Given request
Reproduce verbatim the lines that begin at the line containing "of the railing" and continue through the final line, including both ends.

Material for this task
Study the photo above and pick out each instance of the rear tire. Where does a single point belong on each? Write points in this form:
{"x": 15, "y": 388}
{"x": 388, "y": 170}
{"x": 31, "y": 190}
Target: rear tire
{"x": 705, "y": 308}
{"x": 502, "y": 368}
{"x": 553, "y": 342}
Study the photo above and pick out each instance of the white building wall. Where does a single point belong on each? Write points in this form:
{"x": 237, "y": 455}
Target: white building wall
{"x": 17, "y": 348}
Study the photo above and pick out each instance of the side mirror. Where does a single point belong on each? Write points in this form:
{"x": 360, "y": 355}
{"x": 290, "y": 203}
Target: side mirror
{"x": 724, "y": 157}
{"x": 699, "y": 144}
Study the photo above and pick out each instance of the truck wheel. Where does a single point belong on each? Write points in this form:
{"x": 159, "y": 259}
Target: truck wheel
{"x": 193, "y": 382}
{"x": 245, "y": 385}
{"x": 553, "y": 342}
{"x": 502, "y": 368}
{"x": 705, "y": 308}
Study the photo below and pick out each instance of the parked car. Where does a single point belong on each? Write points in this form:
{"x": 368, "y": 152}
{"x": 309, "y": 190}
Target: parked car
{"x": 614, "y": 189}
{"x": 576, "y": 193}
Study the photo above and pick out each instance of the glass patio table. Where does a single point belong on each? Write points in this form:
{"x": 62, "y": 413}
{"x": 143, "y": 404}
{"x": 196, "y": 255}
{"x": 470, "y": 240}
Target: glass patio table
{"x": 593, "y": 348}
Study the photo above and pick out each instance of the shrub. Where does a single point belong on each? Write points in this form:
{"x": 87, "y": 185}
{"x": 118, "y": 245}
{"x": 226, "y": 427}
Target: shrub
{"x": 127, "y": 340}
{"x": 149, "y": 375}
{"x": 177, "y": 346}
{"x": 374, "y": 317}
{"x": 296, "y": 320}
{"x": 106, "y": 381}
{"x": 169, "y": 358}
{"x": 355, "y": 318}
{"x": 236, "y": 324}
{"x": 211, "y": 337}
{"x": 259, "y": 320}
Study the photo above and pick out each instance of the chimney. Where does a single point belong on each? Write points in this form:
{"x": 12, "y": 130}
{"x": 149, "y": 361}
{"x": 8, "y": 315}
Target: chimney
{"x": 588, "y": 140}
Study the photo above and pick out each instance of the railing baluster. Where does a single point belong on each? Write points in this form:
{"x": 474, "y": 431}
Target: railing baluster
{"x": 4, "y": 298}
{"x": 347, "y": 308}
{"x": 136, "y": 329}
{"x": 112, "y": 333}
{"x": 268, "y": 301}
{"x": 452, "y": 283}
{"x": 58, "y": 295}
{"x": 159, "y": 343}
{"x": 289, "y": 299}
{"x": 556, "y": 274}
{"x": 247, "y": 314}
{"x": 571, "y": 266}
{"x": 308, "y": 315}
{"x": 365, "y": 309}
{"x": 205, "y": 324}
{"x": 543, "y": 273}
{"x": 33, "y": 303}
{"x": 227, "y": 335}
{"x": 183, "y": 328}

Worked solution
Study the photo above and pick out each instance of the railing baluster. Where does a single point belong on each? Write points in this form:
{"x": 474, "y": 431}
Target: railing baluster
{"x": 4, "y": 298}
{"x": 347, "y": 308}
{"x": 136, "y": 329}
{"x": 112, "y": 333}
{"x": 268, "y": 301}
{"x": 452, "y": 283}
{"x": 58, "y": 295}
{"x": 159, "y": 343}
{"x": 289, "y": 299}
{"x": 556, "y": 274}
{"x": 247, "y": 314}
{"x": 571, "y": 266}
{"x": 308, "y": 315}
{"x": 365, "y": 309}
{"x": 205, "y": 324}
{"x": 543, "y": 273}
{"x": 33, "y": 303}
{"x": 227, "y": 335}
{"x": 183, "y": 328}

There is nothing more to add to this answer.